- Balanthode Location in Kerala, India
- Coordinates: 12°27′32″N 75°19′19″E﻿ / ﻿12.459°N 75.322°E
- Country: India
- State: Kerala
- District: Kasaragod
- Taluk: Vellarikundu
- Panchayat: Panathady
- PIN: 671532
- Telephone code: 0467
- Vehicle registration: KL-79

= Balanthode =

Town in Kasaragod district, Kerala, India

Balanthode (ബളാന്തോട്, /ml/; also written as Balamthodu) is a small hillside town in the eastern highlands of the Kasaragod district in Kerala, India. The town is situated within the Vellarikundu taluk and comes under the administration of the Panathady Grama Panchayat.

== Geography ==
Balanthode is located about 34 kilometers east of Kanhangad, right on the main road leading toward Panathur. It sits in the hilly terrain approaching the Western Ghats mountain range, near the forest borders of the Ranipuram ecosystem. The local economy is largely driven by agriculture, with hillsides dominated by rubber, areca nut, and black pepper farming. Like most highland areas of northern Malabar, the town receives heavy rainfall during the monsoon seasons.

RAW DATA:
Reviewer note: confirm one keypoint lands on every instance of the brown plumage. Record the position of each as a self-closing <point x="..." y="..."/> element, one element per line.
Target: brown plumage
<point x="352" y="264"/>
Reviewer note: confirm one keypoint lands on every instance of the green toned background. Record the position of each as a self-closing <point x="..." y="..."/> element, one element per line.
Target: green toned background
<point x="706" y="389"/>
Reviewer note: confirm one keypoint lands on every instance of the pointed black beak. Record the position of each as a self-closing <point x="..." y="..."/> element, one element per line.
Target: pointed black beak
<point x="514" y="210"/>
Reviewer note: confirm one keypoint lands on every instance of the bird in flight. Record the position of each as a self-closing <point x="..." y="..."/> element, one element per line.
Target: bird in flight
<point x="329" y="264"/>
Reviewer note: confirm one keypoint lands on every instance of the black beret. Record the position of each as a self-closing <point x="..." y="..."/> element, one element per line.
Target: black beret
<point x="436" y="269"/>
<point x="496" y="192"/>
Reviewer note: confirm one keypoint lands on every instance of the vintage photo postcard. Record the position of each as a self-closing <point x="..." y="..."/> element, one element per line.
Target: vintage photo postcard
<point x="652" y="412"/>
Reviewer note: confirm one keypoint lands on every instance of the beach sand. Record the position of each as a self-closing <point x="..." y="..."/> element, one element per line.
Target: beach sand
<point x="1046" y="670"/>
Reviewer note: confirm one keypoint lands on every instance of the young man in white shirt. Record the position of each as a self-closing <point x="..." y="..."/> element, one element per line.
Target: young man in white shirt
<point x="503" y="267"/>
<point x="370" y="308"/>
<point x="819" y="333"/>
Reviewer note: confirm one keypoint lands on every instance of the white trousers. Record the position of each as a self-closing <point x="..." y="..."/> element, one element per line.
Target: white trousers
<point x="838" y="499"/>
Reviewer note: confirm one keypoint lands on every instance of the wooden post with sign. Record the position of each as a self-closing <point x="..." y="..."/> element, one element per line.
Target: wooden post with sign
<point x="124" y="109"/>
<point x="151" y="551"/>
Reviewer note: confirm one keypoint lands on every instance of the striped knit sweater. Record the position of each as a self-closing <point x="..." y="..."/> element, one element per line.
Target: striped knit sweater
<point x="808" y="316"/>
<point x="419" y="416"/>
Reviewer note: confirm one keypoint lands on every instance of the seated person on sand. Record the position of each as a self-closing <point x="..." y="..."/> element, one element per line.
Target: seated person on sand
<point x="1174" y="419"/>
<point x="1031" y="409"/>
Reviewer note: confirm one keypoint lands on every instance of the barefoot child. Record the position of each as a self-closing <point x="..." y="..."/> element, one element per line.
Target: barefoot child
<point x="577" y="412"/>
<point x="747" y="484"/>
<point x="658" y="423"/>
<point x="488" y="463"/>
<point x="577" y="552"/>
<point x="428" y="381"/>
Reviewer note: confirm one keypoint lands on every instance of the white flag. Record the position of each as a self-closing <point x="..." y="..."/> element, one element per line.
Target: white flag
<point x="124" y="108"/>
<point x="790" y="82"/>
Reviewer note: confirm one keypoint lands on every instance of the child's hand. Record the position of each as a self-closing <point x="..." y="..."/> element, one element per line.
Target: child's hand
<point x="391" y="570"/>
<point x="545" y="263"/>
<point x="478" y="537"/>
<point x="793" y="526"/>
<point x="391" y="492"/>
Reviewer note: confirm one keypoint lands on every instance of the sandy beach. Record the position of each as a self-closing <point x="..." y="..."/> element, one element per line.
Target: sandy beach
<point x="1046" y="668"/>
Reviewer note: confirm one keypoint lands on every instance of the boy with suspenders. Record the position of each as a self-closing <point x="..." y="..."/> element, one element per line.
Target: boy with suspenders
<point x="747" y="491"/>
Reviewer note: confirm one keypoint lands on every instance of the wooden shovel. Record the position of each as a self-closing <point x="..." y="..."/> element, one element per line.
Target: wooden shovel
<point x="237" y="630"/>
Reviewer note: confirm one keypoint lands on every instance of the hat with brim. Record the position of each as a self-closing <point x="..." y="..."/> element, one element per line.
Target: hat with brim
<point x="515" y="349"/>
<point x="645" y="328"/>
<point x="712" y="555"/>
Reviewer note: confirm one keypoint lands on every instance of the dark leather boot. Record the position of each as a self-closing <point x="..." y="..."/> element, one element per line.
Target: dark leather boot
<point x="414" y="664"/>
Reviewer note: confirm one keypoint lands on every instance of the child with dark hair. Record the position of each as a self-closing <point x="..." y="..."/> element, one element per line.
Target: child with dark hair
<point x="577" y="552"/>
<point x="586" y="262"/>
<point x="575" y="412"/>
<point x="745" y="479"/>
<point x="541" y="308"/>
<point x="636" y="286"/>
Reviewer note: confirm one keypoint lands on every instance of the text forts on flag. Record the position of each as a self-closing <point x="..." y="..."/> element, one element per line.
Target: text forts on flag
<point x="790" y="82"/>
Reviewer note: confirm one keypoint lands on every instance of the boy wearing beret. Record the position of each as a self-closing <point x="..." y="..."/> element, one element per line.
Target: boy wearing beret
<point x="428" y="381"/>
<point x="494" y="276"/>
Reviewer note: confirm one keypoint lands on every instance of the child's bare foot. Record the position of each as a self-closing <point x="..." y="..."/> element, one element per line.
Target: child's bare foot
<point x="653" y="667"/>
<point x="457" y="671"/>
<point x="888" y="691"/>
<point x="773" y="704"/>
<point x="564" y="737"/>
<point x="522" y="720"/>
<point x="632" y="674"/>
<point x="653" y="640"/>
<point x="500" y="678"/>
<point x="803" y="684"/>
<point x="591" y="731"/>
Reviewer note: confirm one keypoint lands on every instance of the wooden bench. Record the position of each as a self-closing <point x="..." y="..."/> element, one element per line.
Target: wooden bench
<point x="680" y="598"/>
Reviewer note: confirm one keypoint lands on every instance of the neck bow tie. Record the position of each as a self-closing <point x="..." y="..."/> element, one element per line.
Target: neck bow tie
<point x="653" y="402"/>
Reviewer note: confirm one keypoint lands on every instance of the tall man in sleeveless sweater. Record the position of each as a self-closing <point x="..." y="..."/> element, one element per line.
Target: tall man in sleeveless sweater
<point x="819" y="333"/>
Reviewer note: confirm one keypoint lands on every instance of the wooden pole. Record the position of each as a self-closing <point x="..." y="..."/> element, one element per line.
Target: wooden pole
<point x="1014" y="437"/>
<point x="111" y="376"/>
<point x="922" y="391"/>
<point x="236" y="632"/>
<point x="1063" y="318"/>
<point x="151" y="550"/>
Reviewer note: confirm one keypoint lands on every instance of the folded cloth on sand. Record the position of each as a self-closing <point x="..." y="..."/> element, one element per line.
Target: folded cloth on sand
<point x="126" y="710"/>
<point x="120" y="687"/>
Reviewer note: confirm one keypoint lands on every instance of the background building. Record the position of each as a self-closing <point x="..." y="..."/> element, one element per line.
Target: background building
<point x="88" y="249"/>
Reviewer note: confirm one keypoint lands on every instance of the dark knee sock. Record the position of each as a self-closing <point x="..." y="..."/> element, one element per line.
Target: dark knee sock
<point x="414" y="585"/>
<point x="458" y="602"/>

EXERCISE AIM: Output the part of the Balanthode text above that starts at "Town in Kasaragod" and ends at "Panathady Grama Panchayat.", copied word for word.

FINISHED TASK:
Town in Kasaragod district, Kerala, India

Balanthode (ബളാന്തോട്, /ml/; also written as Balamthodu) is a small hillside town in the eastern highlands of the Kasaragod district in Kerala, India. The town is situated within the Vellarikundu taluk and comes under the administration of the Panathady Grama Panchayat.